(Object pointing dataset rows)
• • • • •

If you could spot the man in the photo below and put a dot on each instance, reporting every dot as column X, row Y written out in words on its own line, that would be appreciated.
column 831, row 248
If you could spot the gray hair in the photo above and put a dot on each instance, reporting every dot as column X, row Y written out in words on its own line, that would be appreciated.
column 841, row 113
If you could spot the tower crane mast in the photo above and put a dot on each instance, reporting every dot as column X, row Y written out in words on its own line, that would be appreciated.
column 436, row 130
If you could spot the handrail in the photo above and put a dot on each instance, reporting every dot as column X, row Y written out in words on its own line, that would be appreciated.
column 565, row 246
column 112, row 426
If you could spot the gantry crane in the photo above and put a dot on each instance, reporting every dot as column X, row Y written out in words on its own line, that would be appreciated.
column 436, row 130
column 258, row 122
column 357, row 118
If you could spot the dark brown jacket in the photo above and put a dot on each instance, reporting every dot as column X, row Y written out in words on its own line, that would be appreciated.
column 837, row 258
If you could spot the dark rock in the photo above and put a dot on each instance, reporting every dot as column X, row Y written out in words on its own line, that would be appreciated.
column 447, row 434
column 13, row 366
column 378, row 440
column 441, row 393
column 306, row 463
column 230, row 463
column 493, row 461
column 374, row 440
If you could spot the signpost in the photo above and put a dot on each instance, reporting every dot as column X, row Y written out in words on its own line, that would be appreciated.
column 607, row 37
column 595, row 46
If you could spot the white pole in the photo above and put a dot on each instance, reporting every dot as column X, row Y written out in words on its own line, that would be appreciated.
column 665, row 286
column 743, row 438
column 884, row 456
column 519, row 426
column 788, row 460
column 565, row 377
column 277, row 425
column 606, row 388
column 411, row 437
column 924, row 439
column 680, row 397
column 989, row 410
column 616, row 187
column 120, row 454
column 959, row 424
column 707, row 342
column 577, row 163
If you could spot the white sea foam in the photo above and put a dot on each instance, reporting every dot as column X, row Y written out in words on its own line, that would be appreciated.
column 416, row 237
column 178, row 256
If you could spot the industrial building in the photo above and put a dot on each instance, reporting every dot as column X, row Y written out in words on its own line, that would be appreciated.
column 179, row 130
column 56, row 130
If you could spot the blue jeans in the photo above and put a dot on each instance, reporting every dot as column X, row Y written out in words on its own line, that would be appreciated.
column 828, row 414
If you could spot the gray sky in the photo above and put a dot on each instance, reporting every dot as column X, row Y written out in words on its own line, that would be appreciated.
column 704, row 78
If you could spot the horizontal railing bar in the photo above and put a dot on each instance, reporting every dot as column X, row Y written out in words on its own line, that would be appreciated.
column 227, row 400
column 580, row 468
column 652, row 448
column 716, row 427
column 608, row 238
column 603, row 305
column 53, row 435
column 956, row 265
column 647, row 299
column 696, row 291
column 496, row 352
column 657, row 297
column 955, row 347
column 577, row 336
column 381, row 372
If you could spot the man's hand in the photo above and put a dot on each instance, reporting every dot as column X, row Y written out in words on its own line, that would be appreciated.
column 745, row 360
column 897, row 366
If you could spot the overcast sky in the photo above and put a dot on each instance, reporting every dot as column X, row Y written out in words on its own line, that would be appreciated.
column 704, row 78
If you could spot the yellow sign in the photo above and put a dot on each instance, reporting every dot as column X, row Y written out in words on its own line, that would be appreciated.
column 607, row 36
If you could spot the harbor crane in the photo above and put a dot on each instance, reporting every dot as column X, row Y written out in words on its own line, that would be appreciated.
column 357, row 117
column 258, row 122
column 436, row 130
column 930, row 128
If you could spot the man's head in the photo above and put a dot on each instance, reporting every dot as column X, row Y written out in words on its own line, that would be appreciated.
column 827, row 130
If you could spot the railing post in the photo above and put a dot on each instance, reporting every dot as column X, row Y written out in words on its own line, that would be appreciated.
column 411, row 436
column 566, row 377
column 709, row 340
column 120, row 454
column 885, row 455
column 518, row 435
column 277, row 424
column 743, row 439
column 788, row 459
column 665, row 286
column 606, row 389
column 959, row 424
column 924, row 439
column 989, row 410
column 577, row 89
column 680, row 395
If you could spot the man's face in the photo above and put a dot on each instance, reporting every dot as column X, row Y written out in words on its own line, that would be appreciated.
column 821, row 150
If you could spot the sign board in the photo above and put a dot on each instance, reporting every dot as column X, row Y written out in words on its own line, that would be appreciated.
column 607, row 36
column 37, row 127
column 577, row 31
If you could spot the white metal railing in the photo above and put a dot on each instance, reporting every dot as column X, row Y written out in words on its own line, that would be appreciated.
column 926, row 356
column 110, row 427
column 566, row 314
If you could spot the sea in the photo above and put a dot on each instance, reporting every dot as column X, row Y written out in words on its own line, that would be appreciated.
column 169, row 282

• • • • •

*What to work on*: Can you reproduce the rows above word for word, beginning with the very first line and stopping after the line that contains "column 841, row 113"?

*Problem solution*:
If you could spot the man in the photo below and put a dot on each instance, reporting every dot as column X, row Y written out in words on its own line, that would be appreciated.
column 831, row 248
If you could spot the gray hair in the photo above and put a dot on each instance, reporting every dot as column X, row Y written out in words on its own line, that would be appreciated.
column 841, row 113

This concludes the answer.